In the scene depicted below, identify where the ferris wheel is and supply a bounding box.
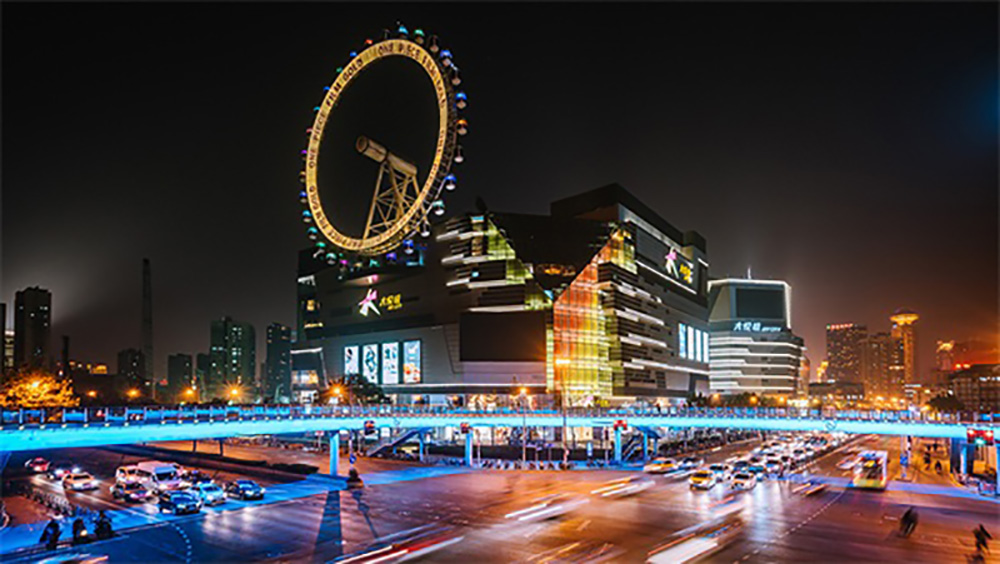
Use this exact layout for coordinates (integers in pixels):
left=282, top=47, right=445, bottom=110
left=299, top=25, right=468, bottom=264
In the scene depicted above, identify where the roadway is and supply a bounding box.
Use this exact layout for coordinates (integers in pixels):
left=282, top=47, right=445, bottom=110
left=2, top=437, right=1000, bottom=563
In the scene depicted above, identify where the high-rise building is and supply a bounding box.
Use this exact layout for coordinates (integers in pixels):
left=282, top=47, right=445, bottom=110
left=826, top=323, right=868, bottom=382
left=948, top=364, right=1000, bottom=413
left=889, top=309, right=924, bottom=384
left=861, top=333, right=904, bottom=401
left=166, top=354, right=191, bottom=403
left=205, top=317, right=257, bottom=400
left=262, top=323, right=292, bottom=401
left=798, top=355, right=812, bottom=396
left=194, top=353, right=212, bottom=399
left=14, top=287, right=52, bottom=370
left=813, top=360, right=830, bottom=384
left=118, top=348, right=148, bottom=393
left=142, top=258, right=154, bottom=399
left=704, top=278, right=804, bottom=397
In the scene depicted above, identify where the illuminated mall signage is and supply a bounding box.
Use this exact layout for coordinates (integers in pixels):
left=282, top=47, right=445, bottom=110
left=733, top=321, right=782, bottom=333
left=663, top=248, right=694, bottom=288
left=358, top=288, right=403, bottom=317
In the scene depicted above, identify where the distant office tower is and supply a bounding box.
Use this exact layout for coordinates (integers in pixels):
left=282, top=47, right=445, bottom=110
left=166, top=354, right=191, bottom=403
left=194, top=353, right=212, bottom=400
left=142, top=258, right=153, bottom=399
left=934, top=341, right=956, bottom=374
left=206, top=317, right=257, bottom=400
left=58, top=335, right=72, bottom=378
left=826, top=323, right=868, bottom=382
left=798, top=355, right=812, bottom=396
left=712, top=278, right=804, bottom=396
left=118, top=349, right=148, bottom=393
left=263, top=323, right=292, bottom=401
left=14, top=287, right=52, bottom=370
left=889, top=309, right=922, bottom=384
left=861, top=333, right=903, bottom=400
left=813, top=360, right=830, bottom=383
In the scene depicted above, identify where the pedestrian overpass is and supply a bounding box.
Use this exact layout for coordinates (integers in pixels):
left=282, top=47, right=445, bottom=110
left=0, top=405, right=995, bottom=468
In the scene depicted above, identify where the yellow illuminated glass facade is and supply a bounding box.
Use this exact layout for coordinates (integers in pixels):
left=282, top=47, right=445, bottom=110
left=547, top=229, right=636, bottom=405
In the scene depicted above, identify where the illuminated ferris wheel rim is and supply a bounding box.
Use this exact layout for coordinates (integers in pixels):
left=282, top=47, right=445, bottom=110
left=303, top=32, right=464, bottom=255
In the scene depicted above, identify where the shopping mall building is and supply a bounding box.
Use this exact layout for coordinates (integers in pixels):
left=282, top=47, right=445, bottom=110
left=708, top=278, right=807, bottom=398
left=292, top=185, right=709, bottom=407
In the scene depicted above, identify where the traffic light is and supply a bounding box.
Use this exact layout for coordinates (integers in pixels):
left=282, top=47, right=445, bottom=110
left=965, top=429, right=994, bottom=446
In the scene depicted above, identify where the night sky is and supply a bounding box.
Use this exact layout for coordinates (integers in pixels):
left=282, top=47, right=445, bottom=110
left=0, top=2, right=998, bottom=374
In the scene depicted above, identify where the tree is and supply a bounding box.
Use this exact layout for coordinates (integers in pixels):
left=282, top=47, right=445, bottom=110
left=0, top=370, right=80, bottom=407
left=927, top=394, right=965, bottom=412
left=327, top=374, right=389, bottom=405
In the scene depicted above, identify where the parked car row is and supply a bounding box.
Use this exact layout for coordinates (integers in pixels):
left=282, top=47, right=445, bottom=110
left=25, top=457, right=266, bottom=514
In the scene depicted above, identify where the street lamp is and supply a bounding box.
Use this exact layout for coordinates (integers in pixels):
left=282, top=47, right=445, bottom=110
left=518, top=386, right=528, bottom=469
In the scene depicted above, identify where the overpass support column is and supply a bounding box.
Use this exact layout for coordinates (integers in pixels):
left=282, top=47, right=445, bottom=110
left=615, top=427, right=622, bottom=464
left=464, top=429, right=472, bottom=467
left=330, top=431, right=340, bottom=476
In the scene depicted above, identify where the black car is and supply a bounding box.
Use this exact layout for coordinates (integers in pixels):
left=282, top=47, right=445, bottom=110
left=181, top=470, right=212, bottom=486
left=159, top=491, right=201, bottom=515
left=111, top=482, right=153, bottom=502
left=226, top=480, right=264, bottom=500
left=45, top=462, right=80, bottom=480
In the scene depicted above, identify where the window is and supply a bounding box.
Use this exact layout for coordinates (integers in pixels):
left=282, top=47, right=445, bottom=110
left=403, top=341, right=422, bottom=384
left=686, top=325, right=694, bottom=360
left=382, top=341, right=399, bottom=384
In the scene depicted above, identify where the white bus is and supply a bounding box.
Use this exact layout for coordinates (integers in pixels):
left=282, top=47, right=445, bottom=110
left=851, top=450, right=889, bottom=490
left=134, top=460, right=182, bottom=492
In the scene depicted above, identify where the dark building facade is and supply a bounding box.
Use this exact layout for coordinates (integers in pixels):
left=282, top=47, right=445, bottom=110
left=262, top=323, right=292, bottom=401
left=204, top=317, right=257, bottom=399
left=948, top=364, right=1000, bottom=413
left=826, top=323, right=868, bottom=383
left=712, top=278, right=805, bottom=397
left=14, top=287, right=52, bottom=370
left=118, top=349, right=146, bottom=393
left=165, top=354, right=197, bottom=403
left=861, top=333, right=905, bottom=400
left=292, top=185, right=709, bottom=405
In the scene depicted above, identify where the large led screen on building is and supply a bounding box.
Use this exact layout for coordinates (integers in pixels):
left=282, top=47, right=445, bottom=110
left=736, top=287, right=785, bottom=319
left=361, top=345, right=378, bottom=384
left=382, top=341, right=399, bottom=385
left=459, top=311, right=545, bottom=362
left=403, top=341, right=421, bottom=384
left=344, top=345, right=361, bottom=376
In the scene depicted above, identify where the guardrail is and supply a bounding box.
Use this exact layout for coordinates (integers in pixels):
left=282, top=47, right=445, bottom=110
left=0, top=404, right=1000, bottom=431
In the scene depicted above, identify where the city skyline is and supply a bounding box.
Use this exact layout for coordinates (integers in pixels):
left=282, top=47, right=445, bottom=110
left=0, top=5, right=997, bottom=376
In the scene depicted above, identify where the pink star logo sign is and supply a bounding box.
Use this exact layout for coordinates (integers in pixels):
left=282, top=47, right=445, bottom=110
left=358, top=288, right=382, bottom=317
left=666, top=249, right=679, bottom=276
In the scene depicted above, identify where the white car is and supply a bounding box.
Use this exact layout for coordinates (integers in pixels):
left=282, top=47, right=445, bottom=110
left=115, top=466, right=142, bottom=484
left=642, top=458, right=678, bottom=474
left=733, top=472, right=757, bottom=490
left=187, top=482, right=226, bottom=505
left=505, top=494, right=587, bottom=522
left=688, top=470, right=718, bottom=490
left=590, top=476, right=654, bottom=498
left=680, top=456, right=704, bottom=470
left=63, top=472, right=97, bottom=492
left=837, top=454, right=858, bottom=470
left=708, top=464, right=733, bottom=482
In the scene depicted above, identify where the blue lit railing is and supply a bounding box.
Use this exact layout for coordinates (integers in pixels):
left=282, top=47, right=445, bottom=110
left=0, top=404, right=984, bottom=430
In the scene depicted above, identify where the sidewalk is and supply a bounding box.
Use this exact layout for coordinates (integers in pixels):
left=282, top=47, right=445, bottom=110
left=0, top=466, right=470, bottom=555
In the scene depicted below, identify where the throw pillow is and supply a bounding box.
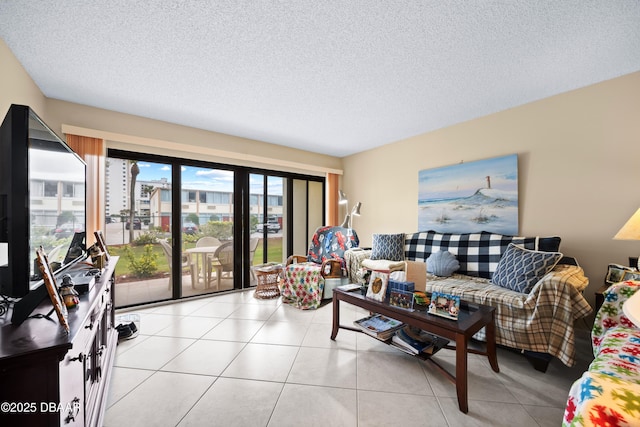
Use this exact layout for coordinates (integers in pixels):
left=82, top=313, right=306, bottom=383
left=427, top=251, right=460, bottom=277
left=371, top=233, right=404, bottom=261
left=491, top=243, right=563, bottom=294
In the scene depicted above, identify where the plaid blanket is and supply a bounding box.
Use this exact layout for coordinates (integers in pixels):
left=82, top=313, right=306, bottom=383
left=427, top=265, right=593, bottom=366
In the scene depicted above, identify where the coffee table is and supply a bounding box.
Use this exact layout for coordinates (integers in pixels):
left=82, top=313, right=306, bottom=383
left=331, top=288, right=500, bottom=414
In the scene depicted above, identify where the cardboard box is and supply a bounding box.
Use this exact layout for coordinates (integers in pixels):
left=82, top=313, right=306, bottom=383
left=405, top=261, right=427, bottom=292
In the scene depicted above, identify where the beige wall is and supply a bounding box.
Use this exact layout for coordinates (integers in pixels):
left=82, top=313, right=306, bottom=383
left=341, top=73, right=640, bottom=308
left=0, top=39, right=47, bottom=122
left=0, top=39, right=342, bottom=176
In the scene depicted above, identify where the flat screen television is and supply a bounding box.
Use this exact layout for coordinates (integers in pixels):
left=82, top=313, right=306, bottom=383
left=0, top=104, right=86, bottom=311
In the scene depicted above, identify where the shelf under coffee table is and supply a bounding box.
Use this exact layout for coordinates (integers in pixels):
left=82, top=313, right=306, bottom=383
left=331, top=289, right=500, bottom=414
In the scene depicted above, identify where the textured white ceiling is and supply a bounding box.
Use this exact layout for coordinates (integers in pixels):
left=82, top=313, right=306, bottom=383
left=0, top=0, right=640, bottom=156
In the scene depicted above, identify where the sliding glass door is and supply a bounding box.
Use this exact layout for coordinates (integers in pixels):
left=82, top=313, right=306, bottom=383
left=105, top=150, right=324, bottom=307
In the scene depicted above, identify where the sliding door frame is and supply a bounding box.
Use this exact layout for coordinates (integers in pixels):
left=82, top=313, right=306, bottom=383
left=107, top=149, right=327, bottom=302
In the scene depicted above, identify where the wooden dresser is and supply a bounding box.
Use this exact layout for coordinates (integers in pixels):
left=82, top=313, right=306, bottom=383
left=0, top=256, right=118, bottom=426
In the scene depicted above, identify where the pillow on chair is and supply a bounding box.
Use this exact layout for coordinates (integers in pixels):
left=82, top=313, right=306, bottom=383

★ ★ ★ ★ ★ ★ ★

Exercise directions –
Copy the data above, starting at the line that has "In the scene depicted above, identify where the guardrail" and stopping after the line that has "left=0, top=5, right=997, bottom=376", with "layout" replaced by "format" and nothing else changed.

Finished task –
In the scene depicted above, identify where the guardrail is and supply a bounding box.
Use this exact format for coordinates (integers in pixels):
left=282, top=47, right=445, bottom=110
left=0, top=404, right=1000, bottom=431
In the scene depicted above, identify where the city skyline is and supply a bounding box.
Use this exact format for coordinates (integers in pixels):
left=282, top=47, right=445, bottom=110
left=0, top=5, right=997, bottom=376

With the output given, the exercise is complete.